Written problem:
Render the stretch of the records that begins with the line containing "target | dark background" and ends with the line containing "[1074, 757]" as a JSON list of strings, one string per line, skipping blank lines.

Material provided:
****************
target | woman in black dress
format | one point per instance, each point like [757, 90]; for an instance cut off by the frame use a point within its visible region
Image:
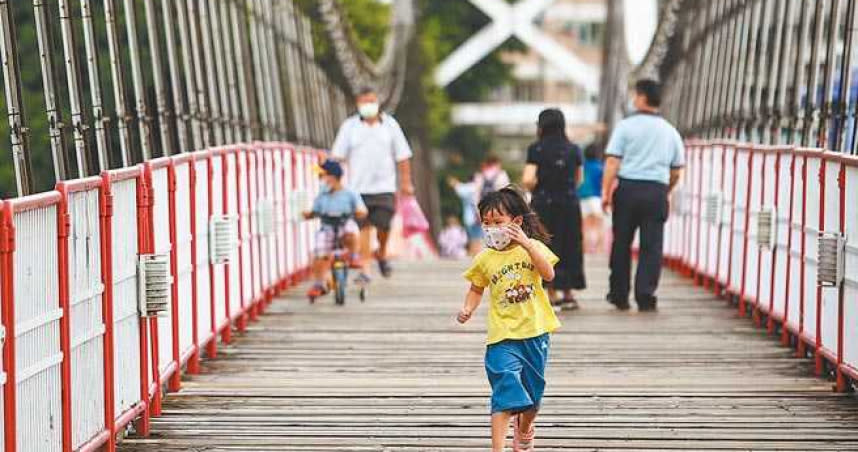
[552, 174]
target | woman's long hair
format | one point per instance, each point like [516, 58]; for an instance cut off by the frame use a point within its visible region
[509, 201]
[552, 123]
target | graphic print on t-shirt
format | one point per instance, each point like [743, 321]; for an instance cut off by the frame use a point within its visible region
[514, 289]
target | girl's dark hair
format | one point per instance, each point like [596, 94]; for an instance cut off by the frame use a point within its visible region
[509, 201]
[552, 123]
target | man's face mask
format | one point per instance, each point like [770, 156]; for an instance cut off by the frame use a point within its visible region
[368, 110]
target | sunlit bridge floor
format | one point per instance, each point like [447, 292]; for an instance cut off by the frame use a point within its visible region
[398, 374]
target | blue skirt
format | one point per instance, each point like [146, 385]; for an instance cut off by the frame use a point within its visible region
[516, 371]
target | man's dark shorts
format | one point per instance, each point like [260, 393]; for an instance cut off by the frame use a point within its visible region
[381, 208]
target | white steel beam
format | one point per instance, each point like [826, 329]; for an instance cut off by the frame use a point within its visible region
[515, 20]
[519, 113]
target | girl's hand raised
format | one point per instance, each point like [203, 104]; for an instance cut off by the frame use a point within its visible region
[517, 234]
[464, 316]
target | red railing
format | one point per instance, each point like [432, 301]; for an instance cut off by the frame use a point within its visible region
[717, 234]
[79, 361]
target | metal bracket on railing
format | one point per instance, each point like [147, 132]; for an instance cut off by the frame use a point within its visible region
[831, 259]
[265, 216]
[714, 208]
[223, 232]
[154, 284]
[766, 229]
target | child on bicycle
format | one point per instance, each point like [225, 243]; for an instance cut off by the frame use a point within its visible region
[337, 207]
[520, 318]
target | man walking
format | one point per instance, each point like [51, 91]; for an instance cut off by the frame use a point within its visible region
[378, 156]
[646, 154]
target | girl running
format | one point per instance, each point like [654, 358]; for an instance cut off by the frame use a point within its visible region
[513, 267]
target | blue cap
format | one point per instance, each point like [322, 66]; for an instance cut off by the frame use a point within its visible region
[332, 168]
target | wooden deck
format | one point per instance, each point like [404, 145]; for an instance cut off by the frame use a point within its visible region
[398, 374]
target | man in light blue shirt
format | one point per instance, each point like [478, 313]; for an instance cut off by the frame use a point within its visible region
[645, 156]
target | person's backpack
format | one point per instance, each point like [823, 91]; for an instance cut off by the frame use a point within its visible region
[555, 168]
[489, 185]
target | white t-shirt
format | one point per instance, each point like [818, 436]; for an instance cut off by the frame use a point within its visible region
[371, 153]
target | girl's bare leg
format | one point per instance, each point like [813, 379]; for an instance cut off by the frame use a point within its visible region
[321, 266]
[526, 419]
[500, 427]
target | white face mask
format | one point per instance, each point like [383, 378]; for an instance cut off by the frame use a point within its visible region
[368, 110]
[496, 237]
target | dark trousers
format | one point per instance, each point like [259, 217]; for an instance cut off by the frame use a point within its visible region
[638, 205]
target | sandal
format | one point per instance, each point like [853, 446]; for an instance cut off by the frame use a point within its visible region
[522, 442]
[318, 290]
[570, 304]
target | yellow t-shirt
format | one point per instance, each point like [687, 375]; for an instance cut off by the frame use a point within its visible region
[519, 307]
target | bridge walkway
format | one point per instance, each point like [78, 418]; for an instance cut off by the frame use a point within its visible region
[398, 374]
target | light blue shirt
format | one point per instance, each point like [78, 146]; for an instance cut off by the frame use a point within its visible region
[649, 146]
[339, 203]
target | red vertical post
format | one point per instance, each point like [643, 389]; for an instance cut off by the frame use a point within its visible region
[211, 347]
[841, 295]
[800, 346]
[770, 327]
[175, 382]
[295, 227]
[785, 334]
[143, 424]
[742, 295]
[756, 311]
[284, 213]
[153, 321]
[241, 322]
[698, 224]
[63, 226]
[226, 335]
[7, 304]
[732, 219]
[194, 360]
[241, 244]
[817, 355]
[253, 267]
[106, 218]
[718, 285]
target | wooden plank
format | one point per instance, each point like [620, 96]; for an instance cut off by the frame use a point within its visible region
[398, 374]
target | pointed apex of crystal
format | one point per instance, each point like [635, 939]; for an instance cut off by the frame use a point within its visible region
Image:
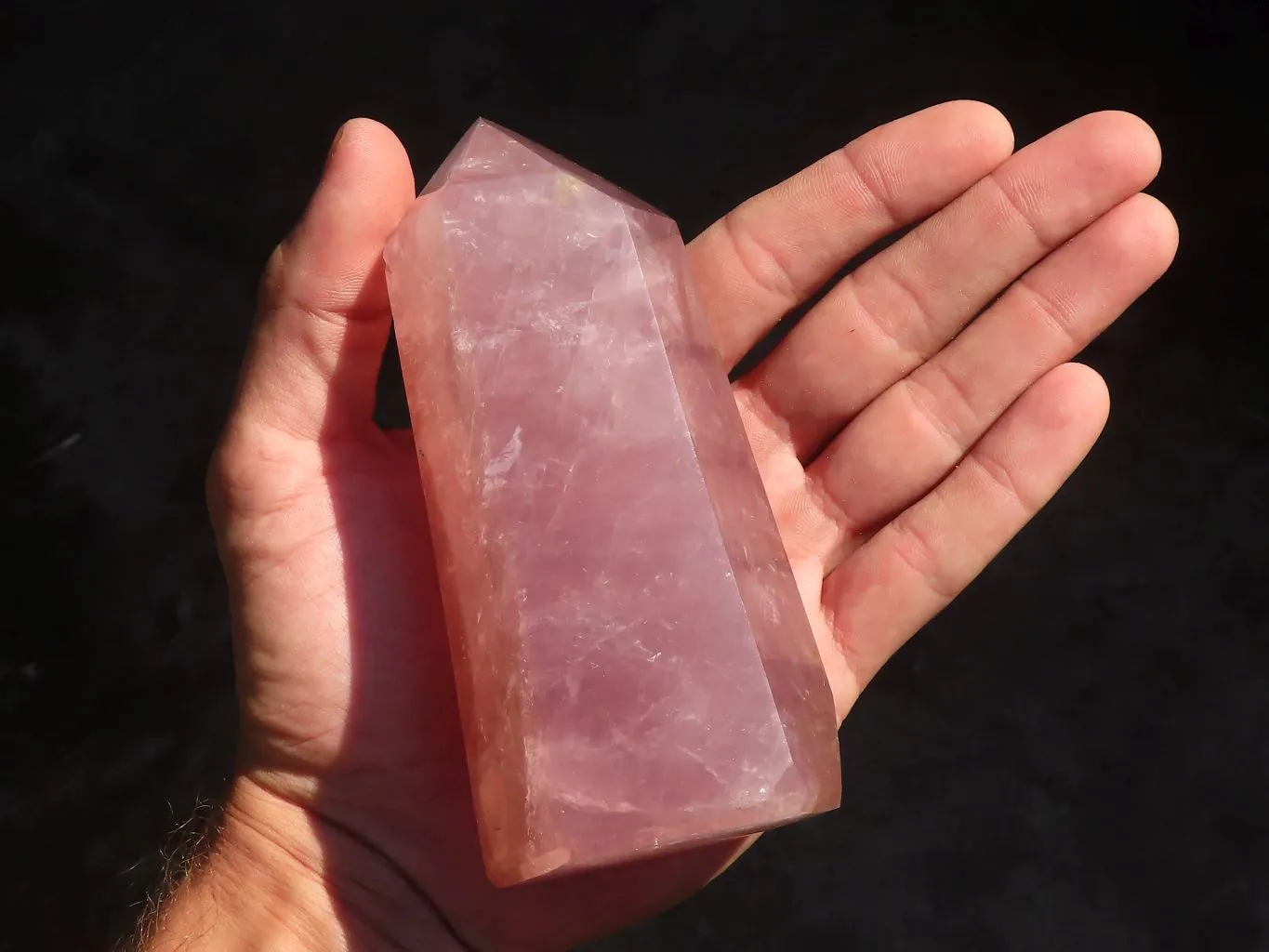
[491, 152]
[636, 671]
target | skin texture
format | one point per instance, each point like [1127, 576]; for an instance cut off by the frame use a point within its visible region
[904, 433]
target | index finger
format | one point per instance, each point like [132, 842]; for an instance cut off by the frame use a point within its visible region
[777, 249]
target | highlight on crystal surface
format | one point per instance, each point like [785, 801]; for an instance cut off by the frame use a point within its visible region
[635, 668]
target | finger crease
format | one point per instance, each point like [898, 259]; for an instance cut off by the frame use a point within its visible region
[921, 398]
[998, 475]
[875, 194]
[917, 552]
[1021, 211]
[759, 263]
[1060, 319]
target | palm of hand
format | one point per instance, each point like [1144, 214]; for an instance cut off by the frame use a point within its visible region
[899, 456]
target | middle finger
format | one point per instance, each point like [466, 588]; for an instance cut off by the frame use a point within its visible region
[900, 308]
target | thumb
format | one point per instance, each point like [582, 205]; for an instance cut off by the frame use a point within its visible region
[324, 319]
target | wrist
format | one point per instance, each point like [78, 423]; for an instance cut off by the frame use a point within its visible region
[271, 881]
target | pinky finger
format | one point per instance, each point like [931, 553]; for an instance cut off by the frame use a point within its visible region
[914, 566]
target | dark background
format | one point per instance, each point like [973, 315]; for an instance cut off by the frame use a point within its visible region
[1074, 757]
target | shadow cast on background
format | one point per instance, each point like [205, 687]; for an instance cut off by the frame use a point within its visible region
[1071, 757]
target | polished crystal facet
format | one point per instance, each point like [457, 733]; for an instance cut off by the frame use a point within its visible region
[635, 666]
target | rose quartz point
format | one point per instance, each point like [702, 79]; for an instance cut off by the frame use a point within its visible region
[635, 667]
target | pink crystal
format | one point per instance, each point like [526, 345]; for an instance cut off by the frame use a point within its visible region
[636, 671]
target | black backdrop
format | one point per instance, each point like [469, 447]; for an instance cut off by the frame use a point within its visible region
[1073, 757]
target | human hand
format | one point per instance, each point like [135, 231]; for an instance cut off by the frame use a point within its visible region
[904, 438]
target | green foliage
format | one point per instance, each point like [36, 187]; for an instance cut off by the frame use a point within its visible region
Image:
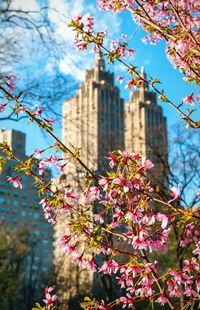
****************
Output for this task:
[
  "target | dark background",
  "format | one point per instance, each point like [973, 315]; for an instance cut off by the frame use a point within its visible region",
  "[1074, 757]"
]